** Information shown follows **

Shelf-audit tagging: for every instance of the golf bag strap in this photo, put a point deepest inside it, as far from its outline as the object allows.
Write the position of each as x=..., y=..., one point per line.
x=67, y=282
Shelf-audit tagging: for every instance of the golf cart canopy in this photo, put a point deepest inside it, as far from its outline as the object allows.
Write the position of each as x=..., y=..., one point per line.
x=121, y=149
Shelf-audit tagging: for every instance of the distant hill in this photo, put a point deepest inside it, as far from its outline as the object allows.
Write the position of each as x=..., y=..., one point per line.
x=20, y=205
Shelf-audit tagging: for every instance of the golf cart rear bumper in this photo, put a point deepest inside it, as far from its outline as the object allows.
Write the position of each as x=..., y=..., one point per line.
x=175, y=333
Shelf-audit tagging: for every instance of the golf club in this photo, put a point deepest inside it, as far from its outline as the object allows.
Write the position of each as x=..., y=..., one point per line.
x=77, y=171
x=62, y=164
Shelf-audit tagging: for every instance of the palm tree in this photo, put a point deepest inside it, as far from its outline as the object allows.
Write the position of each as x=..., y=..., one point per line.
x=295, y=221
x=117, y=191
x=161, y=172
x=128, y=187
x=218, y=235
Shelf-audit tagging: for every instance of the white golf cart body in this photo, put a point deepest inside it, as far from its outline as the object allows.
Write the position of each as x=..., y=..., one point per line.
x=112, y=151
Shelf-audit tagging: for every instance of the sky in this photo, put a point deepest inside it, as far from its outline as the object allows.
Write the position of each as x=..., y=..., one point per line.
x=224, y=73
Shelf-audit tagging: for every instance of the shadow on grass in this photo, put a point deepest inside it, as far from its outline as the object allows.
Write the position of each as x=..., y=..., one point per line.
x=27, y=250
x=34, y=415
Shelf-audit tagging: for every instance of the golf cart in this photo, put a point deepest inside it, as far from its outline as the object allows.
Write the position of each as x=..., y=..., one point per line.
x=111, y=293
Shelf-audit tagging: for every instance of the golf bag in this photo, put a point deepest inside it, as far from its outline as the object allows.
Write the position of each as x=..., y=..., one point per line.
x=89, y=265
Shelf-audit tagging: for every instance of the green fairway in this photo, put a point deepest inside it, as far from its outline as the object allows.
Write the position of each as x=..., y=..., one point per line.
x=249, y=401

** End of Information shown **

What you will do => Take the lines from the start of the records through the line holding "Shelf-audit tagging: for every instance of the golf cart rear", both included, and please print them exactly, with nothing else.

Solution =>
Shelf-audit tagging: for every instance of the golf bag strap in this photo, put a point deepest inside it, as far from its outline as the object allows.
Write the position of each as x=..., y=..., one point per line.
x=67, y=282
Shelf-audit tagging: for every instance of the golf cart canopy in this photo, put a point deepest inside it, as far from its outline as the object allows.
Write the position of each as x=..., y=..., one point per line.
x=121, y=149
Shelf-audit tagging: for every instance of the distant hill in this photo, put a point deepest inside it, as far from its outline as the object allows.
Write the position of each as x=..., y=..., one point per line.
x=20, y=205
Shelf-audit tagging: for every instance of the golf cart rear bumper in this photo, put a point deepest inside it, as far from its outline as the object allows.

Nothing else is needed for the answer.